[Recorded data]
□ □ □ □

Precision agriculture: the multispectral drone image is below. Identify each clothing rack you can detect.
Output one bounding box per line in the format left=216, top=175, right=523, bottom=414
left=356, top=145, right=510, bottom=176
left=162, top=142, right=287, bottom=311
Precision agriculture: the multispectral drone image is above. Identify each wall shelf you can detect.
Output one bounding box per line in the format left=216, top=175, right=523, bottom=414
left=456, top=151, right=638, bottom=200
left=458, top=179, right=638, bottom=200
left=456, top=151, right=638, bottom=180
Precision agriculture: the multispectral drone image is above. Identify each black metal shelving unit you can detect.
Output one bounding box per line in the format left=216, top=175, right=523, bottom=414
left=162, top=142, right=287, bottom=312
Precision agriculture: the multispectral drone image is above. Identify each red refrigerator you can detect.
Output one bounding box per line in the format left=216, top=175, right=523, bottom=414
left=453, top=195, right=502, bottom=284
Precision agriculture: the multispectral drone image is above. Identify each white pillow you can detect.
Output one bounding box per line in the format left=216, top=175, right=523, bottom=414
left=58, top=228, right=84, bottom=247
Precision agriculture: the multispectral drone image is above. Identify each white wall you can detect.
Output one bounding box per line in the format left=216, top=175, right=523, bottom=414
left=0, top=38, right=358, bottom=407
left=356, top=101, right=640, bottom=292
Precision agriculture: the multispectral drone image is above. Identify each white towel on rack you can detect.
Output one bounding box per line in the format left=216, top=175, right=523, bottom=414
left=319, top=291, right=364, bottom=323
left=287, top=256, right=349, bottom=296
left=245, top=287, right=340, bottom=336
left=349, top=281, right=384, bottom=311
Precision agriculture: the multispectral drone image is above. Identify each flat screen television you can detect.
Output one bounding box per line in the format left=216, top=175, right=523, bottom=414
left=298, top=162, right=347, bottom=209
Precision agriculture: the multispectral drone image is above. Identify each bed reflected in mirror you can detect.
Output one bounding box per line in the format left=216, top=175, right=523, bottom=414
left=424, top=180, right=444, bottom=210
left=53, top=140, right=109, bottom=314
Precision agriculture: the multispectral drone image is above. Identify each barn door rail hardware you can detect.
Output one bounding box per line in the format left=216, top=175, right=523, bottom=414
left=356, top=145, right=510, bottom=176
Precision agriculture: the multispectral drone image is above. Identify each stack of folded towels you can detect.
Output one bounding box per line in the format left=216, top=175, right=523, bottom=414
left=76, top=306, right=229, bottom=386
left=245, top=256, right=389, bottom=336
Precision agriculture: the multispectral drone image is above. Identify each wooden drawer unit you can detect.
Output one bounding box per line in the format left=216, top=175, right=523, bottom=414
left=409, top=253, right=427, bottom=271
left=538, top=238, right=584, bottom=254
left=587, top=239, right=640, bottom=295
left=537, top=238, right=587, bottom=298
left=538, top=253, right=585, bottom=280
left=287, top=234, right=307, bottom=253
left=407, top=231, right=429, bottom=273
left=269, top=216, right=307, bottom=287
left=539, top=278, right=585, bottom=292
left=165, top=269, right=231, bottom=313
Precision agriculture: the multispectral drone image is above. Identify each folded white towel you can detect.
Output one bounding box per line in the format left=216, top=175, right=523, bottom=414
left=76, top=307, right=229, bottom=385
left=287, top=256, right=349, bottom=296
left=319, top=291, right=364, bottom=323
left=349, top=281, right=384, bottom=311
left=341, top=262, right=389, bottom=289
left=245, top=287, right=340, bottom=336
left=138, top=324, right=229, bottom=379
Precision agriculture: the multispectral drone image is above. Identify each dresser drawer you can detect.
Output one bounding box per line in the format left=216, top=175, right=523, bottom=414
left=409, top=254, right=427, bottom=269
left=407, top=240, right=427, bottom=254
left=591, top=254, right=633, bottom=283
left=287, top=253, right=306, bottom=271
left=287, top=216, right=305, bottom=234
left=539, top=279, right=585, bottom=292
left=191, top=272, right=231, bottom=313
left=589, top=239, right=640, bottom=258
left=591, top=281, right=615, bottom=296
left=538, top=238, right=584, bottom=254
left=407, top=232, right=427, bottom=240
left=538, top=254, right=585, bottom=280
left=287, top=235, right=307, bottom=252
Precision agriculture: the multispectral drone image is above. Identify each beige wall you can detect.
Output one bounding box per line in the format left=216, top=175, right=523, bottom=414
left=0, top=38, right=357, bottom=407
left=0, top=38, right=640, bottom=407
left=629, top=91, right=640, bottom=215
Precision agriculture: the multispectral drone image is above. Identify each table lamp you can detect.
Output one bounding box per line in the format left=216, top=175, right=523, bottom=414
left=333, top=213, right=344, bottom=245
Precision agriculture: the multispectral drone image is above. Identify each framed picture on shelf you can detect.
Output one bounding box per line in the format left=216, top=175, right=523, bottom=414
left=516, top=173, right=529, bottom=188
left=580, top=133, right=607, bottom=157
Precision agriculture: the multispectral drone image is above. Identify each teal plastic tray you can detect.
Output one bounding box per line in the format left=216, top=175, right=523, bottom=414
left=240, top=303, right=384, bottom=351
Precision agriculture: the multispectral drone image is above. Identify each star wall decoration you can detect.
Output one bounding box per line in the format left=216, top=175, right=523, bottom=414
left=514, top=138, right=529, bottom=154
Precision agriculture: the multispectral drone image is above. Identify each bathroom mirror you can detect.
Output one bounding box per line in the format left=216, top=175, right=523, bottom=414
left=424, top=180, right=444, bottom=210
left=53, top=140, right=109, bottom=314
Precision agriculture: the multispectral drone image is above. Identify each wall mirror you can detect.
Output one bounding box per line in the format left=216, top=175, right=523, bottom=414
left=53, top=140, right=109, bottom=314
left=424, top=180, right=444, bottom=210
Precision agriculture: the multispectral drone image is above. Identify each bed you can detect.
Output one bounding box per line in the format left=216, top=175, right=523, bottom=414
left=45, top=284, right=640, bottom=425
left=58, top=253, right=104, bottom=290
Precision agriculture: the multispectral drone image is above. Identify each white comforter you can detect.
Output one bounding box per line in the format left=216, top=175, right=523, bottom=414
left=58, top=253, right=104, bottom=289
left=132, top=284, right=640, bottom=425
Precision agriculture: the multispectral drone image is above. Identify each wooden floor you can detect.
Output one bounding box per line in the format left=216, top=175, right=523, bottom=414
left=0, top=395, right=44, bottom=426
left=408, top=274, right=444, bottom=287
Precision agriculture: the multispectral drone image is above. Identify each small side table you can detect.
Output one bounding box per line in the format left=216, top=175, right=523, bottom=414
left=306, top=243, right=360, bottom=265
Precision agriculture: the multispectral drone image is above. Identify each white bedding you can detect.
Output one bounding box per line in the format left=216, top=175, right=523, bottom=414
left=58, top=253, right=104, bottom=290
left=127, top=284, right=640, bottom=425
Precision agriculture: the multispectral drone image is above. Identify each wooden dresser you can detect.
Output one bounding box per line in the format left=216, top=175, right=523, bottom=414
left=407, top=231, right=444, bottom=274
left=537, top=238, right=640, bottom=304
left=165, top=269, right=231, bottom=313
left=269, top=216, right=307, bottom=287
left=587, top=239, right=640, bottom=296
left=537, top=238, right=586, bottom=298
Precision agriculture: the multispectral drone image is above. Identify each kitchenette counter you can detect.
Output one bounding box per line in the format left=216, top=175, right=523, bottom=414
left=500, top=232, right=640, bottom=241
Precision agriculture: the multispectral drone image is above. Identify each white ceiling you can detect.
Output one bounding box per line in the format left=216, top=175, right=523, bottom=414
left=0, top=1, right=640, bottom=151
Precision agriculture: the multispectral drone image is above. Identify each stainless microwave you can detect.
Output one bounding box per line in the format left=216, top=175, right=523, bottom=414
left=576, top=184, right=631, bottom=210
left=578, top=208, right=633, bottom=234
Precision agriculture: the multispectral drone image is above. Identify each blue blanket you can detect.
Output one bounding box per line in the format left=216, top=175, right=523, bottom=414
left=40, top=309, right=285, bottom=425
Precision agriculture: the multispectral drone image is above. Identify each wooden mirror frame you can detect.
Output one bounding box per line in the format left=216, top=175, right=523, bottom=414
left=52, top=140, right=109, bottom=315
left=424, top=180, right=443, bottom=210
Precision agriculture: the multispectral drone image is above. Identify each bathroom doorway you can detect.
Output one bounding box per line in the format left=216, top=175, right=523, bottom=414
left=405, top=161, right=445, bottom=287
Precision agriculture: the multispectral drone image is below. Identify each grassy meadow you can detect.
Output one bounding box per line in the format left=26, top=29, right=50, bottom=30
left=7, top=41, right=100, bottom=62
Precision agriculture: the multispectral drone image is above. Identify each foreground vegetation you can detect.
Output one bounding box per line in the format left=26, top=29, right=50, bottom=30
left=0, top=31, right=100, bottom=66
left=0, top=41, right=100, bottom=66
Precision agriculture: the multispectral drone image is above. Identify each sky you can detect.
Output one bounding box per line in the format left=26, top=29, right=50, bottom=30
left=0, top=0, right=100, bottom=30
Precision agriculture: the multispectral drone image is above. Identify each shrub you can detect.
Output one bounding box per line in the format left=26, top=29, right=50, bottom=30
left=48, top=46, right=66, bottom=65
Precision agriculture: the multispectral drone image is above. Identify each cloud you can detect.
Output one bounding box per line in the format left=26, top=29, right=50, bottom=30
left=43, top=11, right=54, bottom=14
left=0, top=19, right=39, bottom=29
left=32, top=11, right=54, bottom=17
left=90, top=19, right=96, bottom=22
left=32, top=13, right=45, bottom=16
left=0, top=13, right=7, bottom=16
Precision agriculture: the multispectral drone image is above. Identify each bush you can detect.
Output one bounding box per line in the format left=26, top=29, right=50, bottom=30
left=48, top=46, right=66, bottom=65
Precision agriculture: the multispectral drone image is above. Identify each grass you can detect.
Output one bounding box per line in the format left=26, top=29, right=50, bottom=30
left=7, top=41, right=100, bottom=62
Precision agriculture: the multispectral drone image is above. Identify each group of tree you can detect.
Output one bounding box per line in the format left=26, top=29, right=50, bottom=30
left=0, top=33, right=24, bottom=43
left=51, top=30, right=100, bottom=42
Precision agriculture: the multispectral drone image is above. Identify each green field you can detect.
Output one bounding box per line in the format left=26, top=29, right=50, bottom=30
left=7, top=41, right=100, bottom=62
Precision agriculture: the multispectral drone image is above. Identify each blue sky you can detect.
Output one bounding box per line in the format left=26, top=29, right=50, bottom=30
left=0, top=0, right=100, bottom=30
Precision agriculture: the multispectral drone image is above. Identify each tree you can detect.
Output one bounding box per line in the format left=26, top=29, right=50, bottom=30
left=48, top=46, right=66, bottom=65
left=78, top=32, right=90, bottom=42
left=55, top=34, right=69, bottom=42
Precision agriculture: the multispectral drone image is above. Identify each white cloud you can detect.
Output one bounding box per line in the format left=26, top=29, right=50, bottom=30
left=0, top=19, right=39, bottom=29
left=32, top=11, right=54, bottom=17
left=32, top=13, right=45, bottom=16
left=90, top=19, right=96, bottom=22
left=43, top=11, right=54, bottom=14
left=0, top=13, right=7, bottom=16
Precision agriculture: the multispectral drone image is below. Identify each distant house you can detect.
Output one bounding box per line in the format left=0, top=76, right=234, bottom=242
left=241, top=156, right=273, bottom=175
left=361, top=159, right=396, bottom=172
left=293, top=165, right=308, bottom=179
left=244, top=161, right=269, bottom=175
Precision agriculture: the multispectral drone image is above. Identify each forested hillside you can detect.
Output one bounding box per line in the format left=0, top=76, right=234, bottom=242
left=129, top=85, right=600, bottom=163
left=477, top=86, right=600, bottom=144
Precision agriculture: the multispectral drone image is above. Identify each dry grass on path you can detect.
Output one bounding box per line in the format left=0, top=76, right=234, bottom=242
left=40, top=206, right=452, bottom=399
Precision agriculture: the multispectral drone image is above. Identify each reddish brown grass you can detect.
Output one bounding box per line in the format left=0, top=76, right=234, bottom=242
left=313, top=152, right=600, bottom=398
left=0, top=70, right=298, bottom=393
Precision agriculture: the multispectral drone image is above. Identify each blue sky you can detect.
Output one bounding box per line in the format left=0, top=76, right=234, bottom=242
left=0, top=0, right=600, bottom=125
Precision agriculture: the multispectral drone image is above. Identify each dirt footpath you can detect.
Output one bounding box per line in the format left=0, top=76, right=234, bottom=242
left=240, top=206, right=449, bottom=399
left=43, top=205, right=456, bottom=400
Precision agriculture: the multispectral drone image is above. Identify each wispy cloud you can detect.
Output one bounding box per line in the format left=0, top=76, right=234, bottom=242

□ □ □ □

Could you copy out the rows above, starting at the line that contains "microwave you can detect." and ending at the line that contains "left=40, top=309, right=285, bottom=425", with both of those lines included and every line left unchanged?

- **Completed task**
Precision agriculture: the multispectral drone image is above. Identify each stainless microwave you can detect.
Output one bounding box per line in the format left=216, top=175, right=523, bottom=414
left=576, top=184, right=631, bottom=210
left=578, top=208, right=633, bottom=234
Precision agriculture: the multispectral drone image is above. Identify each blue blanket you can detect.
Output one bounding box per line in the format left=216, top=175, right=523, bottom=414
left=40, top=309, right=285, bottom=425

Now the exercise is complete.